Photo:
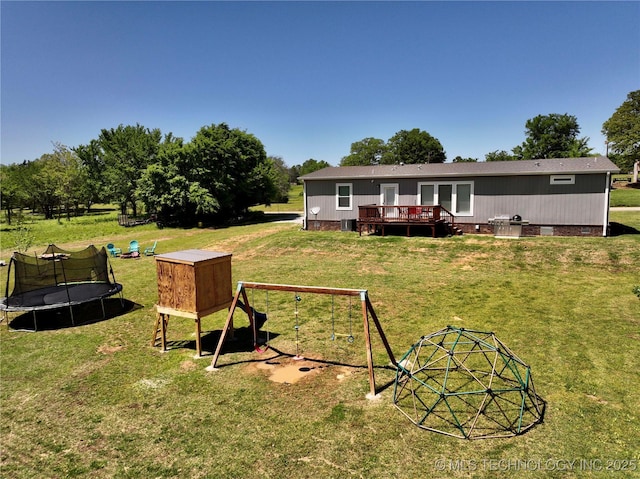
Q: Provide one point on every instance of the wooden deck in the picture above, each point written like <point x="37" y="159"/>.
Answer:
<point x="374" y="218"/>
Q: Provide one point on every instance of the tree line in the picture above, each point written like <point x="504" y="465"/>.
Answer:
<point x="218" y="175"/>
<point x="213" y="178"/>
<point x="546" y="136"/>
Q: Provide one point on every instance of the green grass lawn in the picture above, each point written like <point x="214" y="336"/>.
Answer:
<point x="625" y="197"/>
<point x="98" y="401"/>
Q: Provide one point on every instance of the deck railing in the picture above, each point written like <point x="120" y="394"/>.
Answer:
<point x="382" y="214"/>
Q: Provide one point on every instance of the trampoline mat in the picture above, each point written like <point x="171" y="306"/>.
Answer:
<point x="56" y="296"/>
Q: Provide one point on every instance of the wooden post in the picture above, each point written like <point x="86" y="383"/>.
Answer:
<point x="367" y="309"/>
<point x="367" y="338"/>
<point x="228" y="324"/>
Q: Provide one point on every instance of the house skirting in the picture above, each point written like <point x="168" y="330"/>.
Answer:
<point x="536" y="230"/>
<point x="467" y="228"/>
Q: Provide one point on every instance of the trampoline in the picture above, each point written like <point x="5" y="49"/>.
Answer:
<point x="58" y="279"/>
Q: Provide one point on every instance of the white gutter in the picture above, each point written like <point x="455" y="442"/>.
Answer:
<point x="607" y="195"/>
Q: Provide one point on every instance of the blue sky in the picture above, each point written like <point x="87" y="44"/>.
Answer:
<point x="310" y="78"/>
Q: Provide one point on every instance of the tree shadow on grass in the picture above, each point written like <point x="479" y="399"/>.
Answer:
<point x="83" y="314"/>
<point x="618" y="229"/>
<point x="240" y="342"/>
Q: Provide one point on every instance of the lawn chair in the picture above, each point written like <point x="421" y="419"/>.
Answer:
<point x="150" y="251"/>
<point x="134" y="247"/>
<point x="113" y="251"/>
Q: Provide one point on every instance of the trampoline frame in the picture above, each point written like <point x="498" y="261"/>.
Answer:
<point x="59" y="296"/>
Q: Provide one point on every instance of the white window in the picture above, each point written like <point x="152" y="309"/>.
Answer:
<point x="344" y="196"/>
<point x="455" y="196"/>
<point x="563" y="179"/>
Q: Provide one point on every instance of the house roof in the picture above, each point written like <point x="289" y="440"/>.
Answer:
<point x="551" y="166"/>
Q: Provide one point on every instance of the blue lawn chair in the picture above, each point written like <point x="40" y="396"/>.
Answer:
<point x="113" y="251"/>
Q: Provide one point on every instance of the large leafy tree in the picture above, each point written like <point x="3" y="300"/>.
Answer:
<point x="311" y="165"/>
<point x="14" y="189"/>
<point x="94" y="187"/>
<point x="368" y="151"/>
<point x="279" y="174"/>
<point x="552" y="136"/>
<point x="499" y="155"/>
<point x="172" y="185"/>
<point x="413" y="147"/>
<point x="125" y="152"/>
<point x="623" y="132"/>
<point x="215" y="177"/>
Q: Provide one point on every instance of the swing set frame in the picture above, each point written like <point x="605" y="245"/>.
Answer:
<point x="367" y="311"/>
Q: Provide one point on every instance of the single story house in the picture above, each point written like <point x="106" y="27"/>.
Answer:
<point x="563" y="196"/>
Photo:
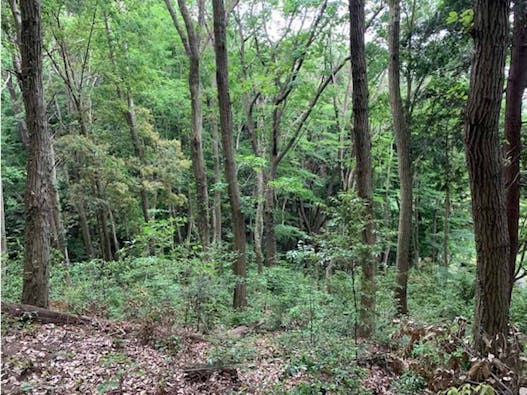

:::::

Try it: Reproduce the material above in full, images excluded.

Problem solution:
Photo:
Q: Provide one point on every instance of the wooden deck in the picture above, each point written like <point x="37" y="159"/>.
Answer:
<point x="374" y="218"/>
Q: Provide one point on every instance of the tree line in the picture above, each point written like <point x="504" y="465"/>.
Answer:
<point x="218" y="175"/>
<point x="213" y="178"/>
<point x="546" y="136"/>
Q: Provide one point on every instance of the green grass lawn in the picture above, each point written like <point x="214" y="336"/>.
Answer:
<point x="625" y="197"/>
<point x="98" y="401"/>
Q: Provide one point on every instance of the deck railing in the picture above, each point written like <point x="120" y="394"/>.
Answer:
<point x="382" y="214"/>
Q: Provide one point on every instance of the trampoline mat in the picture above, each point written like <point x="171" y="306"/>.
Answer:
<point x="56" y="296"/>
Q: Provide one point on every instance of the wooden post in the picture above, each point written like <point x="86" y="383"/>.
Answer:
<point x="367" y="309"/>
<point x="367" y="338"/>
<point x="228" y="324"/>
Q: Provide one point on every instance of the house skirting in the picture above, each point written like <point x="168" y="330"/>.
Answer:
<point x="536" y="230"/>
<point x="467" y="228"/>
Q: Provide one point on every instance of the trampoline in the picture above, each point written like <point x="5" y="49"/>.
Answer:
<point x="58" y="279"/>
Q: Provide one point on every instance of the white gutter in the picture above, each point written like <point x="455" y="442"/>.
Answer:
<point x="607" y="195"/>
Q: Provide one point on every instance of the blue sky in the picture above, each point written like <point x="87" y="44"/>.
Answer:
<point x="310" y="78"/>
Q: Provide one point on every instance of the tree shadow on grass in the picture above, each point written like <point x="479" y="399"/>.
Answer:
<point x="83" y="314"/>
<point x="618" y="229"/>
<point x="240" y="342"/>
Q: Provide one point on every instance of the lawn chair in the picture above, each point written like <point x="421" y="419"/>.
Answer:
<point x="150" y="251"/>
<point x="134" y="247"/>
<point x="113" y="251"/>
Q: Provide one point on every instance of the trampoline frame in the picture above, each point written like <point x="498" y="261"/>.
Answer:
<point x="59" y="296"/>
Q: Provide one point on every instance of the white window in the picture above, each point written like <point x="152" y="309"/>.
Answer:
<point x="344" y="196"/>
<point x="455" y="196"/>
<point x="563" y="179"/>
Q: Provide one point on every instance of the house roof in the picture above, each point written like <point x="289" y="440"/>.
Answer:
<point x="551" y="166"/>
Q: Provide one point on every instance of the blue lawn chair in the picture above, each point written like <point x="40" y="396"/>.
Answer:
<point x="113" y="251"/>
Q: Provide one point on every instance of the large leafy tree in the picture above, each point written like <point x="3" y="300"/>.
Answer:
<point x="311" y="165"/>
<point x="14" y="189"/>
<point x="94" y="187"/>
<point x="368" y="151"/>
<point x="279" y="174"/>
<point x="552" y="136"/>
<point x="499" y="155"/>
<point x="172" y="185"/>
<point x="413" y="147"/>
<point x="125" y="152"/>
<point x="623" y="132"/>
<point x="215" y="177"/>
Q: Provide one point on every instance of the swing set frame in the picture above, each point written like <point x="605" y="245"/>.
Answer:
<point x="367" y="311"/>
Q: Provide one point on every instance of the single story house in the picture above, each point written like <point x="106" y="27"/>.
Answer:
<point x="563" y="196"/>
Photo:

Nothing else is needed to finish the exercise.